■ Excerpted passage:
⟨

It was, I hate to admit, more than a little disconcerting to be way out in the hinterlands in Mali or Ghana or Niger and realize that, for the most part, the many people I was meeting were Muslim, all of them--or at least most of them.

The very first night I spent at a rural clinic had my head spinning because the men and women in the waiting area of the hospital were, by and large, all Islamic. The women were dressed in the most vivid African colors, all dolled up for the big religious holiday, Tabaski; and the men, some of them anyway, probably the really religious ones, looked as if they had just stepped out of some grainy film from the French Foreign Legion.

Okay, there was probably only one other white person in the vicinity, and for some guy from the white and wintery upper Midwest to be so severely outnumbered is, well, daunting. 

But it wasn't the African thing, not racial. It was the Muslim thing that had me unsettled, the sheer numbers.

⟩

■ Source information:
⟨

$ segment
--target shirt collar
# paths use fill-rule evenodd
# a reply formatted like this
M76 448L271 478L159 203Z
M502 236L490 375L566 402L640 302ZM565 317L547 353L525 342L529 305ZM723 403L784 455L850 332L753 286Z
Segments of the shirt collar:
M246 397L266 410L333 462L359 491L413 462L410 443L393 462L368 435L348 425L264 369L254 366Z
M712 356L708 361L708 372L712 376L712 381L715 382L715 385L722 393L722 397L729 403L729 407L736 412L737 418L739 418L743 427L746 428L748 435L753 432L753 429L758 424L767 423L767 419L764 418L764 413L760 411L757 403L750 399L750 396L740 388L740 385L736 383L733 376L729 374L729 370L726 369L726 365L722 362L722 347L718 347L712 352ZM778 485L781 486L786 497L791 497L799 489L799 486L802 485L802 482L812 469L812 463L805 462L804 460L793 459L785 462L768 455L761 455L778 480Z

⟩

■ Assignment: Carry on the passage about first nights at a rural clinic in West Africa from its final sentence.

■ Answer:
So we're walking away up the road, the clinic behind us, and I just can't help feeling I'm in the presence of some danger. Ebola is one thing, after all; Islamic fanaticism is yet another. This whole huge congregation of Muslims all around me has me worried. We're not all that far from Nigeria either--kidnappings, ransoms, rape, and bombings. Some rogue Islamist fanatics might just show up here. An old white guy like me has to be pretty fair game.


So I turned to Dr. John Boeteng, the CEO of the place, a beautiful Christian man walking up the road beside me. He may not like this characterization, but think of him as big, black angel with salt-and-pepper sideburns, the man whose vision and industry and commitment created St. Luke's Hospital in rural Kasei, Ghana. I told him how strange it felt for me, an American, to be in the company of so very many Islamic people. Okay, let's be frank--I told him it was difficult for me not to be a little scared.

The belly laugh he gave me wasn't at all angelic, but it was authentic, and it was real, and it was a blessing, medicine for the soul. And then he said something that came out of heart of his own people and culture and language; and he said it in the language of the people.

I stopped. 

He looked at me as if I was the looniest white man he'd ever seen, and he just kept laughing.

"Translation?" I said.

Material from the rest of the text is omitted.